**Task**
Can you rewrite the lines below, putting "closed polygon" in place of every "simplified polygon" and leaving everything else as it is?

**Data for the task**
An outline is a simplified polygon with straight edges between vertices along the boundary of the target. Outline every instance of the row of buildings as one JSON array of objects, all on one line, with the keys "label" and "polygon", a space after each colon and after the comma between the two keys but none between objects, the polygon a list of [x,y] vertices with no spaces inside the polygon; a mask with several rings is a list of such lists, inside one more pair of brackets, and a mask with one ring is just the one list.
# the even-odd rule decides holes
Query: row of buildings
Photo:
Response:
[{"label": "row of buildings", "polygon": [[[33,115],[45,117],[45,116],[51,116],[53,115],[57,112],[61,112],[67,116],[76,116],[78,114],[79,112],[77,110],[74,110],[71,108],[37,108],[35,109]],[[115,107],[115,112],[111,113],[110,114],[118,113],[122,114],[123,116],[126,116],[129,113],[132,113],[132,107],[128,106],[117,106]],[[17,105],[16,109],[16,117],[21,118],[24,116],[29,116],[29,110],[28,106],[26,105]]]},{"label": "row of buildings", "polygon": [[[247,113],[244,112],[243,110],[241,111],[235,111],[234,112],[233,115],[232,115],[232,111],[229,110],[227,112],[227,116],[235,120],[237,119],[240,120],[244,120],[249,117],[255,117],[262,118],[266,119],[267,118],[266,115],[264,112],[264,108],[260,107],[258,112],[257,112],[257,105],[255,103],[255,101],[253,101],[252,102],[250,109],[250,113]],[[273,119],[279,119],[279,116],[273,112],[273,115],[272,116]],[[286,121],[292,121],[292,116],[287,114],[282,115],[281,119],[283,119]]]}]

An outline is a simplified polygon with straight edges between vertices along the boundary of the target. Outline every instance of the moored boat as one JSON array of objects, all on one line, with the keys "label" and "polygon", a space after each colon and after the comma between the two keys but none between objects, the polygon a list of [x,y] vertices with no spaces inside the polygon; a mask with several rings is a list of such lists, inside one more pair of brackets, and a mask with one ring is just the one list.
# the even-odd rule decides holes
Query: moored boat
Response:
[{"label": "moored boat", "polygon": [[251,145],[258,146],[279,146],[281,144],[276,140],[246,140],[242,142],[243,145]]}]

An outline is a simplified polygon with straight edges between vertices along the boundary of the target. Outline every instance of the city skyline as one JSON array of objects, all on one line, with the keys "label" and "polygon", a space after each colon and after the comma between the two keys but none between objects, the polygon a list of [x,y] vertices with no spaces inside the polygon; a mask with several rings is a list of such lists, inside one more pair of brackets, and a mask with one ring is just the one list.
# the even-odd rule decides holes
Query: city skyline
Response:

**Answer to the task**
An outline is a closed polygon with straight edges between vertices along the boundary of the target. Outline every instance of the row of buildings as one JSON array of objects, all on one line, with the keys "label" and "polygon", a space after each colon and after the comma between the two keys but none between objects, the polygon a list of [x,y] vertices with no spaces inside the polygon; a mask with several rings is a list of such lists, inside one more pair of brackets, and a mask with one ring is just the one list.
# the even-odd rule decides holes
Query: row of buildings
Photo:
Response:
[{"label": "row of buildings", "polygon": [[[33,115],[45,117],[45,116],[51,116],[53,115],[57,112],[61,112],[67,116],[76,116],[78,114],[79,112],[77,110],[74,110],[71,108],[37,108],[35,109]],[[115,107],[115,112],[111,113],[110,114],[118,113],[122,114],[123,116],[126,116],[129,113],[132,113],[132,107],[128,106],[117,106]],[[17,105],[16,109],[16,117],[21,118],[24,116],[29,116],[29,110],[28,106],[26,105]]]},{"label": "row of buildings", "polygon": [[[247,113],[244,112],[243,110],[241,111],[235,111],[234,112],[233,115],[232,115],[232,111],[229,110],[227,112],[227,116],[235,120],[237,119],[240,120],[244,120],[249,117],[255,117],[262,118],[266,119],[267,118],[266,115],[264,112],[264,108],[260,107],[258,112],[257,112],[257,105],[255,103],[255,101],[253,101],[252,102],[250,109],[250,113]],[[273,119],[279,119],[279,116],[273,112],[273,115],[272,116]],[[286,121],[292,121],[292,116],[287,114],[282,115],[281,119],[283,119]]]}]

An outline is a closed polygon with straight edges between vertices along the boundary of the target. Outline every instance of the moored boat as one JSON array of objects, all on one line, with the keys "label" and "polygon", a space after each colon and after the comma between the two keys but none between objects, the polygon a list of [x,y] vertices with no spaces inside the polygon; a mask with several rings is a list of such lists, inside one more pair of brackets, and a mask with one ring is just the one list.
# the even-odd rule decides holes
Query: moored boat
Response:
[{"label": "moored boat", "polygon": [[251,145],[258,146],[279,146],[281,144],[276,140],[246,140],[242,142],[243,145]]}]

An outline is a closed polygon with straight edges between vertices along the boundary of the target. Outline every instance of the city skyline as one JSON array of objects, all on one line, with the keys "label" and "polygon", a space after each colon and after the comma between the two keys but none between objects, the polygon a list of [x,y] vertices with no spaces inside the polygon; a mask with several rings is a list of such lists, inside one more pair of brackets, and a mask with one ring is just the one list.
# the even-odd rule decides holes
Query: city skyline
Response:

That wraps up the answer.